Without copying any picture, return all lines below exactly.
:: Available records
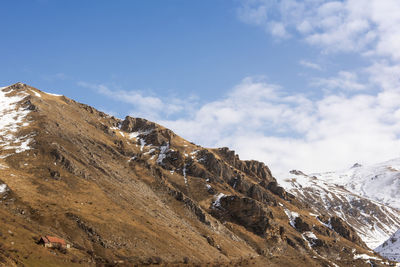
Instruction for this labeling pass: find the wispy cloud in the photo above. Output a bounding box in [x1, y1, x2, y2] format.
[311, 71, 367, 91]
[299, 60, 322, 70]
[237, 0, 400, 59]
[77, 81, 198, 120]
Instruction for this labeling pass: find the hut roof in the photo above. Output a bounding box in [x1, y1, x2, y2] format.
[41, 236, 66, 246]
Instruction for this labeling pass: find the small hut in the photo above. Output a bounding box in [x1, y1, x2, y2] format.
::::
Output of the exercise:
Instruction for this labeling pass: find the wispy cloud in the photo above. Output a bounding box in [x1, y1, x2, y2] format.
[311, 71, 367, 91]
[299, 60, 322, 70]
[237, 0, 400, 59]
[77, 81, 198, 120]
Instruction for this labeling pass: find the hut roof in the photo above. Output a bounding box in [x1, y1, x2, y2] format.
[41, 236, 66, 246]
Instruction for this labeling pass: find the small hut in the photo above. Output a bounding box in [x1, y1, x2, y2] format.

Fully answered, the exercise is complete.